Data excerpts

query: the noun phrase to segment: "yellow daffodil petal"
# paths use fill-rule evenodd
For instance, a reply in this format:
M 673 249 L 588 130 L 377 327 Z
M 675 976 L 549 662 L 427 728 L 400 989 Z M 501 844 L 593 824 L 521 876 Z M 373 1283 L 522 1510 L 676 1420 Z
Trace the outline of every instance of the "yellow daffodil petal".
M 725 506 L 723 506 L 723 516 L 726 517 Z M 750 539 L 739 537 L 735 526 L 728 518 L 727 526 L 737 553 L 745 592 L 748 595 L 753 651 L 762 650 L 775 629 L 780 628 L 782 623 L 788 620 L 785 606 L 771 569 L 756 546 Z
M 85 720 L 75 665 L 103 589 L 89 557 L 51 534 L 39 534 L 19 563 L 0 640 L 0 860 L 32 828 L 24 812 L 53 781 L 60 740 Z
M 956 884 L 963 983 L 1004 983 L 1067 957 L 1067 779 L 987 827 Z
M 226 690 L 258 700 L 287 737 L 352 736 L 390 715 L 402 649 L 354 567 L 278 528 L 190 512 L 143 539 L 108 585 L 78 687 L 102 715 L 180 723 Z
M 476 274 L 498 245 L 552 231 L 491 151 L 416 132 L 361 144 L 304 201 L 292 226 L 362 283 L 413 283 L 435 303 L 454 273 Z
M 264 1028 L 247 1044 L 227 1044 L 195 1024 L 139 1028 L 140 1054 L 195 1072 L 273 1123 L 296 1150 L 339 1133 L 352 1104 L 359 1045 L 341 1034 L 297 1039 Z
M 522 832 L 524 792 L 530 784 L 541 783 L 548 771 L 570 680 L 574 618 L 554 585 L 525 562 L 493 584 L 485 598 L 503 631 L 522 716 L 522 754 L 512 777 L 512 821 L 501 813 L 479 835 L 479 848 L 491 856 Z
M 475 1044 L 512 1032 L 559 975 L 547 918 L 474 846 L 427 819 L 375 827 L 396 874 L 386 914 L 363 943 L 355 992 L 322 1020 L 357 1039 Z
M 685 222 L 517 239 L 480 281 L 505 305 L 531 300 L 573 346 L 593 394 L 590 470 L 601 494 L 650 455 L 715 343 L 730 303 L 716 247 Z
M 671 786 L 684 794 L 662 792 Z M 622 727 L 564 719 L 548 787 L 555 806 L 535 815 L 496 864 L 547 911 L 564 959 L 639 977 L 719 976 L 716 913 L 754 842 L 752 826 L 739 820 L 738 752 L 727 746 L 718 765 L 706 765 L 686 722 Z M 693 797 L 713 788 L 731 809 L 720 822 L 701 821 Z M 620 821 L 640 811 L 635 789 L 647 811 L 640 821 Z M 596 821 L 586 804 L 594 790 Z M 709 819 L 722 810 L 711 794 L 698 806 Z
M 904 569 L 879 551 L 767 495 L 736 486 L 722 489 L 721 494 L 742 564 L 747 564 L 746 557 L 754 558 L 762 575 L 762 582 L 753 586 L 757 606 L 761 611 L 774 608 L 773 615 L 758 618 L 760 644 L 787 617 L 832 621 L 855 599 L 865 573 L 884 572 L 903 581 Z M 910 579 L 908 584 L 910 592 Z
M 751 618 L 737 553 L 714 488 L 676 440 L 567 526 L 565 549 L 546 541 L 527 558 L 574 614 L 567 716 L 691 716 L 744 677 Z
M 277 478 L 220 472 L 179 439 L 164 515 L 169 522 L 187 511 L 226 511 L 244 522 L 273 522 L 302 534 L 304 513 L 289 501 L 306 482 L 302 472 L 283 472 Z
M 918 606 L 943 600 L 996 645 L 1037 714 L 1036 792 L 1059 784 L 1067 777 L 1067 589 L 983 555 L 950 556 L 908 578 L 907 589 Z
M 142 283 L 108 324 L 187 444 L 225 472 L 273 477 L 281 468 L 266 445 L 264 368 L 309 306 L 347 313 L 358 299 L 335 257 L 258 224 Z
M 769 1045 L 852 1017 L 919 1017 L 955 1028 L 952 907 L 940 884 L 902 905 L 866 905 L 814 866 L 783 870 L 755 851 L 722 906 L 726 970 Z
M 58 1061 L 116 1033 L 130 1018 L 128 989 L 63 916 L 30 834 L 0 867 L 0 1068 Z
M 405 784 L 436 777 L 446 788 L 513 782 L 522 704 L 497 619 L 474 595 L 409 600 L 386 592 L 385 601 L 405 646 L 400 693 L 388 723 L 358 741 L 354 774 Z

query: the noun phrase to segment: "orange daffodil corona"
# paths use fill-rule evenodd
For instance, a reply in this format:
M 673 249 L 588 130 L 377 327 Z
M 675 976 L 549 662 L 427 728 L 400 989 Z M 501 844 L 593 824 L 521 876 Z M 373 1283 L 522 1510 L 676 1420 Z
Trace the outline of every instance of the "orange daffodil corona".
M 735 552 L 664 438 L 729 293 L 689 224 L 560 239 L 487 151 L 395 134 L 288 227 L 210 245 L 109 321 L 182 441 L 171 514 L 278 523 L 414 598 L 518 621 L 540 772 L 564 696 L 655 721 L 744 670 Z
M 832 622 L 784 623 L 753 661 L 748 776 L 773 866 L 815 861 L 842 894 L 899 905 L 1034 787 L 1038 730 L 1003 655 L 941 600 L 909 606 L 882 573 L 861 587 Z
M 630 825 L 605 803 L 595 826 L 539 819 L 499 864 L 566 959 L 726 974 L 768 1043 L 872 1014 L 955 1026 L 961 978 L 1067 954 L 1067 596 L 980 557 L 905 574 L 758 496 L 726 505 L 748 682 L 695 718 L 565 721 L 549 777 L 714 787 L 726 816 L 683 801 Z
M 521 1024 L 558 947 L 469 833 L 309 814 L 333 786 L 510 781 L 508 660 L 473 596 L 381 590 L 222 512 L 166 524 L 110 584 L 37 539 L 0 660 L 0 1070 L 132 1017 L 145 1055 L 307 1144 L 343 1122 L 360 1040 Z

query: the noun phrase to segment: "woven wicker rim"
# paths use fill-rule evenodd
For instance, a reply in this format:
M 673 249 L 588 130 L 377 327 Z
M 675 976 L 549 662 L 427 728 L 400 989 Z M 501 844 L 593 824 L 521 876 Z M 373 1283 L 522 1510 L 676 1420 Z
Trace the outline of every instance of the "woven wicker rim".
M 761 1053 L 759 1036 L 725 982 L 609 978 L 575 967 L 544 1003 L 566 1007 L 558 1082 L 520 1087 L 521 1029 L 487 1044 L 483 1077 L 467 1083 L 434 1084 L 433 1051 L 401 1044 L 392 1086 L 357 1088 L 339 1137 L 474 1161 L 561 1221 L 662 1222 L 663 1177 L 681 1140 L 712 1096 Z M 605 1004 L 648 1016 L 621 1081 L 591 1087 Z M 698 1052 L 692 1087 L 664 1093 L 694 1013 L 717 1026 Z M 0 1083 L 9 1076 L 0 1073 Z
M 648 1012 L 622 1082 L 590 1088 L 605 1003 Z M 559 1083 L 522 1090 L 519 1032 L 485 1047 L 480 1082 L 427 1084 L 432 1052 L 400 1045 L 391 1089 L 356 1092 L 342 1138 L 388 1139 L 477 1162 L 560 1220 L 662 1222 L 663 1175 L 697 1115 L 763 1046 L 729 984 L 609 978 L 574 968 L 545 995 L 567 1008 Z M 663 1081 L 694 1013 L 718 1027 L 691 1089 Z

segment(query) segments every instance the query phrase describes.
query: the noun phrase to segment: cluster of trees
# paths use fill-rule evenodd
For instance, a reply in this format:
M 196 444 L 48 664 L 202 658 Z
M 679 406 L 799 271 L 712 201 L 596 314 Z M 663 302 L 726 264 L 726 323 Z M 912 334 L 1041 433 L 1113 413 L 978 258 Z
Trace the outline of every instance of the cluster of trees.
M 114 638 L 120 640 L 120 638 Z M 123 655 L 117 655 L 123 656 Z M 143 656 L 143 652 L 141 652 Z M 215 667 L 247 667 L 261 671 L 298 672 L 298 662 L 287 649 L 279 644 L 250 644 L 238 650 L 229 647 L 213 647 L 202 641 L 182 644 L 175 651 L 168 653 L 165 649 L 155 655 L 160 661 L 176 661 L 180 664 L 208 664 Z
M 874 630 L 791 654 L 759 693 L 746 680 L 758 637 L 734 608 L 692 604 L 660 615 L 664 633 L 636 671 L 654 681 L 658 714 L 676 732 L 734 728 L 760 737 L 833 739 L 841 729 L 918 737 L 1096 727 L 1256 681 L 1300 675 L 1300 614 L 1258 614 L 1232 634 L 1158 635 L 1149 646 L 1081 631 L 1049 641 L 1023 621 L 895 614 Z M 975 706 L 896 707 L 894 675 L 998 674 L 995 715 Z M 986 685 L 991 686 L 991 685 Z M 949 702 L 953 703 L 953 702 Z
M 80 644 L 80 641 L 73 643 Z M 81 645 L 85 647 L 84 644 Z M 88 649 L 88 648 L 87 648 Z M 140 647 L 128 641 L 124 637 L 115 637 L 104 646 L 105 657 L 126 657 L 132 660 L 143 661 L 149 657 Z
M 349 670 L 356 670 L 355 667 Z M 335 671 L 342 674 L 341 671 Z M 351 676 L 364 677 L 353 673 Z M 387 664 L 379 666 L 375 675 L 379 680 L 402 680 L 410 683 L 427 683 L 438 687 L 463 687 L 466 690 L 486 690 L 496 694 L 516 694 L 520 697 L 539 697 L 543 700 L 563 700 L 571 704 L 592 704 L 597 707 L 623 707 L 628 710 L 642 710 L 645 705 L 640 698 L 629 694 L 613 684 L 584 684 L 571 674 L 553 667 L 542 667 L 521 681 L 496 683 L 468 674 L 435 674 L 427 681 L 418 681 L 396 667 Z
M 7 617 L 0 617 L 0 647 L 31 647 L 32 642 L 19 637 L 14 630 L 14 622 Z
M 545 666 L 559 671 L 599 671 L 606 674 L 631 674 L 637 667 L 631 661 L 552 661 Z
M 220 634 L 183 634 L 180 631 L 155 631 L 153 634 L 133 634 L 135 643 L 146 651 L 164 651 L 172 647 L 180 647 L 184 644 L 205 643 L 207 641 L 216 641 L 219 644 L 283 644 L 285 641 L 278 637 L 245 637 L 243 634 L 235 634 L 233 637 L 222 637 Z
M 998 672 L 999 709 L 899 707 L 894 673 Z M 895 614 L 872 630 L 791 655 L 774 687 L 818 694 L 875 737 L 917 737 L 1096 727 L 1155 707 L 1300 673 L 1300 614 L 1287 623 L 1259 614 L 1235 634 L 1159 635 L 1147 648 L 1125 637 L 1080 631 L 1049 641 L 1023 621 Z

Exercise directions
All lines in the preceding records that hold the word "phrase" need to be copied.

Exercise output
query: the noun phrase to segment: "yellow daffodil petal"
query: the noun phrase to segment: "orange daffodil corona"
query: the noun phrase to segment: "woven wicker rim"
segment(query) segments every instance the query phrase describes.
query: the noun phrase to segment: cluster of trees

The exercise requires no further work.